Please reproduce the entries below exactly, omitting any images they contain.

━━━━━ RECORDS SHOWN ━━━━━

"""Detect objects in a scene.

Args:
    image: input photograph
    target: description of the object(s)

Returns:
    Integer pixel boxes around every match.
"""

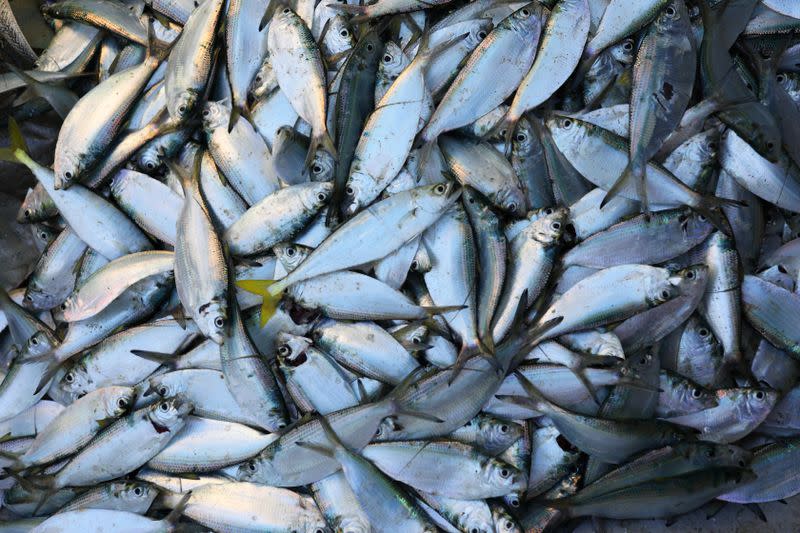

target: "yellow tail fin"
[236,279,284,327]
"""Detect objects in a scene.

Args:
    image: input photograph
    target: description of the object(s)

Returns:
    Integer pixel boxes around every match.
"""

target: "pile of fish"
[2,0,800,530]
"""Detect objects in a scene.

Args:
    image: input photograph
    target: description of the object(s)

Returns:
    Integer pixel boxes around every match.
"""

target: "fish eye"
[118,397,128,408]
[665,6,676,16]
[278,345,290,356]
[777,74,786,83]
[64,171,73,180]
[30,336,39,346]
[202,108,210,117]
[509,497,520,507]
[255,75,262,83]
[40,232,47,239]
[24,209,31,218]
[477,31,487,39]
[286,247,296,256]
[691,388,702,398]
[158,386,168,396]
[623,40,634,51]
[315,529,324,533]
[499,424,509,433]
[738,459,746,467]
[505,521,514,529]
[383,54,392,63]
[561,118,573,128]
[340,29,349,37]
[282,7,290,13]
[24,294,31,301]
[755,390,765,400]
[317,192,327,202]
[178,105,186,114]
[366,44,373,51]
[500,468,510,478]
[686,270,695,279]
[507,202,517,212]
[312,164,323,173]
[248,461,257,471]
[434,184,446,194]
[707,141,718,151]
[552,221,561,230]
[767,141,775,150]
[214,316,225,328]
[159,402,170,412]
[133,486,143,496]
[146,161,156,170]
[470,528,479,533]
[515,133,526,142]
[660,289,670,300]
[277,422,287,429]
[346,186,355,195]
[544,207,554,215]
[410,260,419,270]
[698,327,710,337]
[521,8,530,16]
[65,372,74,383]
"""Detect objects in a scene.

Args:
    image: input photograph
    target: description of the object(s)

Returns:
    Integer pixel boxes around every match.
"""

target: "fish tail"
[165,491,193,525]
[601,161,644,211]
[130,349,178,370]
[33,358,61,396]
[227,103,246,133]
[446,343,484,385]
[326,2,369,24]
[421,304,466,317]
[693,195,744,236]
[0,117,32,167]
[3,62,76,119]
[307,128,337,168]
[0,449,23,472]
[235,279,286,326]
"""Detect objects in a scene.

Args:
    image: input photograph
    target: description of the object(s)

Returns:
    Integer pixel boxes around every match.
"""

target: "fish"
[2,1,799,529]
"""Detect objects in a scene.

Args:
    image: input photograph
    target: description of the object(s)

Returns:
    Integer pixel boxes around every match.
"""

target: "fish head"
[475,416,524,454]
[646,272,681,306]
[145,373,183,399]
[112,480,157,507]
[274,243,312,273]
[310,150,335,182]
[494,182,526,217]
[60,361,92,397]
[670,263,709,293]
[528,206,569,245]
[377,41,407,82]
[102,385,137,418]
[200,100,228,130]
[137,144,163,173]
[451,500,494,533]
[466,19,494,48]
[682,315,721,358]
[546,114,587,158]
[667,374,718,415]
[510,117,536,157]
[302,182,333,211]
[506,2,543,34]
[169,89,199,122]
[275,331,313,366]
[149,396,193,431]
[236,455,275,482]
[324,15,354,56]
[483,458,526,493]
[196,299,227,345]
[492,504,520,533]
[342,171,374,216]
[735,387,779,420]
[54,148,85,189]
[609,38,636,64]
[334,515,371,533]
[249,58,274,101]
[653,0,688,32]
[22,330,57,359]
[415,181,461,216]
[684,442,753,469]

━━━━━

TASK RESPONSE >>
"""Detect objects in a scene.

Args:
    image: input photograph
    target: description of the object(s)

Returns:
    Integer pixel boxes around every match.
"""


target: "yellow tail fin"
[236,279,284,327]
"""Detect objects in a scene.

Args:
    image: input photograph
    target: description of the object(s)

Returns:
    Integer pixel boxes around every match.
"""

target: "pile of fish"
[2,0,800,530]
"""Detect objects in a scene.

Args:
    image: input photograph
    target: description of the object(s)

Returns:
    Integer pixel boxes around every match.
"""

target: "fish eye"
[118,397,128,408]
[665,6,676,16]
[278,345,290,356]
[777,74,786,83]
[64,171,73,180]
[30,336,39,346]
[202,108,210,117]
[509,497,520,507]
[255,75,262,83]
[40,232,47,239]
[24,209,31,218]
[477,31,487,39]
[286,247,296,256]
[691,388,702,398]
[158,386,168,396]
[623,40,634,51]
[315,529,324,533]
[499,424,509,433]
[738,459,746,467]
[505,521,514,529]
[383,54,392,63]
[561,118,573,128]
[340,29,349,37]
[282,7,290,13]
[24,294,31,301]
[755,390,765,400]
[317,192,327,202]
[178,105,186,114]
[366,44,373,51]
[500,468,510,478]
[686,270,695,279]
[507,202,517,212]
[312,164,323,173]
[248,461,257,471]
[434,184,446,194]
[707,141,718,151]
[552,221,561,230]
[767,141,775,150]
[214,316,225,328]
[159,402,170,412]
[133,486,143,496]
[146,161,156,170]
[470,528,479,533]
[515,133,526,142]
[660,289,670,300]
[277,422,287,429]
[346,186,355,195]
[544,207,554,215]
[410,260,419,270]
[698,327,710,337]
[521,8,530,16]
[65,372,74,383]
"""Detect objects in a scene.

Args:
    image: input photograph
    target: description of the object(s)

Returns:
    Integer pixel boxes around every match.
"""

target: "fish tail"
[165,491,193,525]
[601,161,644,211]
[130,349,178,370]
[33,358,61,396]
[227,103,246,133]
[446,343,484,385]
[326,2,369,24]
[421,304,466,317]
[693,195,744,236]
[0,117,32,167]
[3,62,76,119]
[307,128,337,168]
[0,449,23,472]
[235,279,286,326]
"""Detect objects in a scene.

Args:
    image: input photograph
    target: description of the object(s)

Returns:
    Integer pixel boxes around every match.
"""

target: "fish"
[2,1,799,529]
"""Detect objects in a scene.

Args:
    image: input photograph
    target: description of the object(s)

Returns:
    Integer pixel boxes around every match.
"""

target: "fish head"
[475,416,524,454]
[646,272,681,306]
[145,373,183,399]
[112,480,157,507]
[274,243,312,273]
[310,150,335,182]
[494,182,526,217]
[60,361,92,397]
[670,263,709,293]
[528,206,569,245]
[377,41,407,82]
[102,385,137,418]
[200,100,228,130]
[137,144,163,173]
[451,500,494,533]
[466,19,494,48]
[682,315,721,358]
[546,114,587,158]
[667,374,718,415]
[510,117,536,157]
[302,182,333,211]
[506,2,543,34]
[169,89,199,122]
[275,331,313,366]
[149,396,193,431]
[236,455,275,482]
[324,15,354,56]
[483,458,526,493]
[196,299,227,345]
[492,504,520,533]
[342,171,374,216]
[735,387,779,420]
[54,148,85,189]
[609,38,636,64]
[334,515,371,533]
[249,58,274,101]
[653,0,688,32]
[22,330,57,359]
[415,181,461,216]
[684,442,753,469]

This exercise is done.